**Task instructions**
From the line containing "Task: in the photo above, where can the black backdrop" through the last line, print the records exactly and nothing else.

**Data for review**
+++

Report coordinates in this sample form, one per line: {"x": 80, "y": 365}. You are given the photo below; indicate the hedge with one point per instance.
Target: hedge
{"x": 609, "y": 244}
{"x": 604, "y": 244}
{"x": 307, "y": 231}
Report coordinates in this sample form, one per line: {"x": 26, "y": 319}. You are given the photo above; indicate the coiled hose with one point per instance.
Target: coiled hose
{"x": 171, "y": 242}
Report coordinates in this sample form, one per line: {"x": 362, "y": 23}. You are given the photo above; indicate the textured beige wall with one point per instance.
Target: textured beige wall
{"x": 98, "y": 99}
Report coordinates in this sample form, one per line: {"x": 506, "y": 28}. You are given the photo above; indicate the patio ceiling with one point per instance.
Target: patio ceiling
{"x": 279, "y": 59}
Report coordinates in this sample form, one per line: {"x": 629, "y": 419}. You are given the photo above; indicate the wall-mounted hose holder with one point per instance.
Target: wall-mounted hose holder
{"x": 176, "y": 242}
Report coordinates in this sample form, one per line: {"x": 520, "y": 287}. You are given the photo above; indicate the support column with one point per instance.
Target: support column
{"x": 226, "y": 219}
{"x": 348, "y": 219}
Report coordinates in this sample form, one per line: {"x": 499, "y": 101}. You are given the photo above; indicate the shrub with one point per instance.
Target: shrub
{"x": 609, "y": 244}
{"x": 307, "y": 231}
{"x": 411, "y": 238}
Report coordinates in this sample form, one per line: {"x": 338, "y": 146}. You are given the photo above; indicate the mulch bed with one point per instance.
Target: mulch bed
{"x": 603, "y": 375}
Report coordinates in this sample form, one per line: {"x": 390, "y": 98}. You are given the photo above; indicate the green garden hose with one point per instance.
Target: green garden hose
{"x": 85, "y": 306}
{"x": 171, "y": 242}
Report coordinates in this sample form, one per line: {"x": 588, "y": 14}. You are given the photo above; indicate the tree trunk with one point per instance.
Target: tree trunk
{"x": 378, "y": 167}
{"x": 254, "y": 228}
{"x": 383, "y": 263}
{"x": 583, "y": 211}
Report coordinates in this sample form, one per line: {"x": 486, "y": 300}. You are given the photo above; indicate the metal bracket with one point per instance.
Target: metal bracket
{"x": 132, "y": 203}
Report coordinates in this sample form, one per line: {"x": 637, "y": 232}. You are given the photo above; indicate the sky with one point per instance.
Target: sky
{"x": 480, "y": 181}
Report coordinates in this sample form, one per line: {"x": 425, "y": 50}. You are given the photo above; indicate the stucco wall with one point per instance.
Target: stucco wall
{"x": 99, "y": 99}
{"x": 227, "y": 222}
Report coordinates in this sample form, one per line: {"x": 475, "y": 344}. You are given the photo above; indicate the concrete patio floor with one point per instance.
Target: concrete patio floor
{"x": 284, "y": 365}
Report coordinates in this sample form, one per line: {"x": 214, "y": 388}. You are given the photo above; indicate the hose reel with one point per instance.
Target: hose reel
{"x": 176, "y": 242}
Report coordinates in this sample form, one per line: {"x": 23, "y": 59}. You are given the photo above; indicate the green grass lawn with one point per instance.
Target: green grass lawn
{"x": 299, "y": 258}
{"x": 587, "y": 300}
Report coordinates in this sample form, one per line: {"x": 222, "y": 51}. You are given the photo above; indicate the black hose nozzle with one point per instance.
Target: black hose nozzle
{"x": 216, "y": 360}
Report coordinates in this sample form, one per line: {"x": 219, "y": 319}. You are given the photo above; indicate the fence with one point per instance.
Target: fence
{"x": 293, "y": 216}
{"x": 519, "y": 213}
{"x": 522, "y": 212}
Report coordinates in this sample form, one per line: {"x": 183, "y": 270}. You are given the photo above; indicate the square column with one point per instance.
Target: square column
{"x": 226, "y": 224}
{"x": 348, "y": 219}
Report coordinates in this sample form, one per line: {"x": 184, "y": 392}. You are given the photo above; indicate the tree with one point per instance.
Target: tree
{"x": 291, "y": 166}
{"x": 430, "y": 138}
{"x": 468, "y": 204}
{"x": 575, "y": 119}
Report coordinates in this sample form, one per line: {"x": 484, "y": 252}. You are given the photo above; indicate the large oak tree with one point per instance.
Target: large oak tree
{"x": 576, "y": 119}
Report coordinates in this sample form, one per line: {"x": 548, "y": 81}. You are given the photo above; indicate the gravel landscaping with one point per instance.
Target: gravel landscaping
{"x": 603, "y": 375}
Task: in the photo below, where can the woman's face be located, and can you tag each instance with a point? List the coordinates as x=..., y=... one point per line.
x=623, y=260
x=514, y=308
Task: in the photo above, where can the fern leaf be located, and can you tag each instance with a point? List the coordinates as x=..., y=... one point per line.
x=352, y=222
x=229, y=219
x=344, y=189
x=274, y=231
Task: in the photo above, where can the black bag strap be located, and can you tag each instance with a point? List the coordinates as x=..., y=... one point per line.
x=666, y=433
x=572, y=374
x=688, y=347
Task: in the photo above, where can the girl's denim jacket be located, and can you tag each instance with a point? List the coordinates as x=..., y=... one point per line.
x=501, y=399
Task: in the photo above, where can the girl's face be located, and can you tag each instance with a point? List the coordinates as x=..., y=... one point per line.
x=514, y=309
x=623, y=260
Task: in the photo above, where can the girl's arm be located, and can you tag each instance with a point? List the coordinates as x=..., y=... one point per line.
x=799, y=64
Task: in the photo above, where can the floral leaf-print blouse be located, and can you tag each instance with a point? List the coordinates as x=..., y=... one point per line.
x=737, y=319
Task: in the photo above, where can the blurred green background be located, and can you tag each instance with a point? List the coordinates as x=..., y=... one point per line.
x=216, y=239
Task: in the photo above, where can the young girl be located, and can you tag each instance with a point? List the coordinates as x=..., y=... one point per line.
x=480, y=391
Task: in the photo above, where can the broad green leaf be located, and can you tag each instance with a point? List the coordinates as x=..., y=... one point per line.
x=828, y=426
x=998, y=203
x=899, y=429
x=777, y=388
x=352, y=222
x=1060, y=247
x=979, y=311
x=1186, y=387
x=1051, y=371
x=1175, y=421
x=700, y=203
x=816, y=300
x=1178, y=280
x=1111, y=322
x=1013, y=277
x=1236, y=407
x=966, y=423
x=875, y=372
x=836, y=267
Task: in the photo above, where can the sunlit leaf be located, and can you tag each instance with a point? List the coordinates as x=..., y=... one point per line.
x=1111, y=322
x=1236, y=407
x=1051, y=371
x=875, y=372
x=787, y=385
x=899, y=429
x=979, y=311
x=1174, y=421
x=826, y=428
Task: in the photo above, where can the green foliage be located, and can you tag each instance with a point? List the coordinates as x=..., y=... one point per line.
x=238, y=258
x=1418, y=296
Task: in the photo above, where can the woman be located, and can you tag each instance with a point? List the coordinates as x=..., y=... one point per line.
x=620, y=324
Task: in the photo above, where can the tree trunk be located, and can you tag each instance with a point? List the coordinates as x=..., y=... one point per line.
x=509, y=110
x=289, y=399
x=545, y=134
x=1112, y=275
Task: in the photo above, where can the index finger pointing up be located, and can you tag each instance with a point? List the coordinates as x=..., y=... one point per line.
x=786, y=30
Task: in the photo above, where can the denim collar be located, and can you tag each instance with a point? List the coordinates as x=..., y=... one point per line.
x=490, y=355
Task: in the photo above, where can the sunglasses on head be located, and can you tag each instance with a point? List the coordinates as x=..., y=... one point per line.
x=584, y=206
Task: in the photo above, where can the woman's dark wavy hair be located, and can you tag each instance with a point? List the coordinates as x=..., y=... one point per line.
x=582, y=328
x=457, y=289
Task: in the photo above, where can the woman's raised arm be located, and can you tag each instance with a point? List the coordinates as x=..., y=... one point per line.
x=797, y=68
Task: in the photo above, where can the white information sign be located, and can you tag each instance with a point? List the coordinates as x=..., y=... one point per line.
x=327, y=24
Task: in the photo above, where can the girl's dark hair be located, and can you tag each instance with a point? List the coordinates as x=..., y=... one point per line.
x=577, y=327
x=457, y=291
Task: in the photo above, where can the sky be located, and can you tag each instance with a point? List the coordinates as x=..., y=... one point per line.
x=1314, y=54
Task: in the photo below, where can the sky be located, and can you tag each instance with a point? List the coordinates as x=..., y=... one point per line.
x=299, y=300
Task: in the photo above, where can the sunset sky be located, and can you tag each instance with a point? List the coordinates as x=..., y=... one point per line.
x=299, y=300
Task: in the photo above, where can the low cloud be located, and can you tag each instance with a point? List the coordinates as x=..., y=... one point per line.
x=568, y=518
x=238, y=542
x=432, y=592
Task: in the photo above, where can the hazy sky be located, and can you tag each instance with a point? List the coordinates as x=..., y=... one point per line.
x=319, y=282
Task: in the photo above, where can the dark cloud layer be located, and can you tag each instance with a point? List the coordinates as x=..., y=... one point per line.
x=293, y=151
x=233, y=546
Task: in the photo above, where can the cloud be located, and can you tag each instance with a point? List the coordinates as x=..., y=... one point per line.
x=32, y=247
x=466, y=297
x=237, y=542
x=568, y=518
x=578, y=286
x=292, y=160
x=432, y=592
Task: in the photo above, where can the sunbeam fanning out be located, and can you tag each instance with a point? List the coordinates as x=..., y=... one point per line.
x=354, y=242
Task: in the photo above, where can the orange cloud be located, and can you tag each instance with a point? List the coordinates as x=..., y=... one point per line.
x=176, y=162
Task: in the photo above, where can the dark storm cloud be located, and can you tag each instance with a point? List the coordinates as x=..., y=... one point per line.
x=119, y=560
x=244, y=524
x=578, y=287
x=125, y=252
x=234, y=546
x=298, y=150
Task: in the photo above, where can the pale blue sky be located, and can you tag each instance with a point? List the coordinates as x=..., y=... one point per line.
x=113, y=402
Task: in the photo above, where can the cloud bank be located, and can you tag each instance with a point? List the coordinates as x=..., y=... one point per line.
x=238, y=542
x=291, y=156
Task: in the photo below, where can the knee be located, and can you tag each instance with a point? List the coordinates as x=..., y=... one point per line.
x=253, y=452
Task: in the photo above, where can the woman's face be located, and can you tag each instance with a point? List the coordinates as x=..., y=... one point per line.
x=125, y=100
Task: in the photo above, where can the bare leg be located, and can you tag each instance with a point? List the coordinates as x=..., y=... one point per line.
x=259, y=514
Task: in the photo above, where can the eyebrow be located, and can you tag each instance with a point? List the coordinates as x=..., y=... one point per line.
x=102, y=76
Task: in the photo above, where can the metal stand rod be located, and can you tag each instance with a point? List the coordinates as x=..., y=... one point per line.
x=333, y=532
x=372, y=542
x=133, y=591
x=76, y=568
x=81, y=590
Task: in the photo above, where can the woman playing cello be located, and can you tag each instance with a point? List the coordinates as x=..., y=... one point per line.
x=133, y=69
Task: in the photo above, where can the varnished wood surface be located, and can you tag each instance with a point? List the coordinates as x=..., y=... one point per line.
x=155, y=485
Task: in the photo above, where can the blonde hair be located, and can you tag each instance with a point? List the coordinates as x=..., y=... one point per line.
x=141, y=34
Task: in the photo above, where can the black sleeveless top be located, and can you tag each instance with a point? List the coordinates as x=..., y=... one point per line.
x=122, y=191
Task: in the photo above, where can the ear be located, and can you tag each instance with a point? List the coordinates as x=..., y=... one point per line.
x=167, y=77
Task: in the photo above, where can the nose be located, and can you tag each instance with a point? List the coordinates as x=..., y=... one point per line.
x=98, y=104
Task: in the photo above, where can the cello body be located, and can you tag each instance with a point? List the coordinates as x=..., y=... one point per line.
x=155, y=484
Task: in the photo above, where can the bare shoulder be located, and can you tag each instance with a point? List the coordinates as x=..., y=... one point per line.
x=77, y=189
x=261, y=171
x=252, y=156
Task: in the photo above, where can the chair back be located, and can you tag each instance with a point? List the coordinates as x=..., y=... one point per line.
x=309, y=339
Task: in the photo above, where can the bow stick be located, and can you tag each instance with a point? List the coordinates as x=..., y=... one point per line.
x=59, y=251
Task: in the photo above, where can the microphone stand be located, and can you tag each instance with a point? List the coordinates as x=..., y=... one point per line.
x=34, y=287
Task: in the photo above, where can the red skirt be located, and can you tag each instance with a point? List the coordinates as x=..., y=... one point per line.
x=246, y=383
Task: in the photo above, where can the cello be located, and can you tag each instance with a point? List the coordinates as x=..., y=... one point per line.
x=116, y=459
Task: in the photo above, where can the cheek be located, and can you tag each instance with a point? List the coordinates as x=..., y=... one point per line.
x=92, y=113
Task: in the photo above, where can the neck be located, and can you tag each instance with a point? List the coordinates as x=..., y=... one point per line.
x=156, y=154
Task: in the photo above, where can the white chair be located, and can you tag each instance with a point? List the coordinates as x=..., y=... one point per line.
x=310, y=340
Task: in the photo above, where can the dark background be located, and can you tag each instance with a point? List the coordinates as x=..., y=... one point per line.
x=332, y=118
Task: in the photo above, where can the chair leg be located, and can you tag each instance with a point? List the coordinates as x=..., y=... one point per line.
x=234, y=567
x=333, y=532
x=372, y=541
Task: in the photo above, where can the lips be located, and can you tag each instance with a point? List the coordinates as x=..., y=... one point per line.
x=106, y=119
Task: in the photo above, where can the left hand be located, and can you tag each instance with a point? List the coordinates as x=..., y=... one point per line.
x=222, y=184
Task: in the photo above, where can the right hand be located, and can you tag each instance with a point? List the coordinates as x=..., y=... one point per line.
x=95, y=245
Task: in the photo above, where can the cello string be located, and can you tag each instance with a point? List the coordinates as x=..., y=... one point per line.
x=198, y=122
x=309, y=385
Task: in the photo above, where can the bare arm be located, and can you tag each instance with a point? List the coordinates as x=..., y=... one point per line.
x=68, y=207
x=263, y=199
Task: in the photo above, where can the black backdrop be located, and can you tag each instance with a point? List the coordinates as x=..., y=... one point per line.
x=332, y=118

+++

**Response area**
Task: in the photo above, where can the black backdrop be located, and can you tag each instance with a point? List the coordinates as x=..., y=... one point per line.
x=332, y=118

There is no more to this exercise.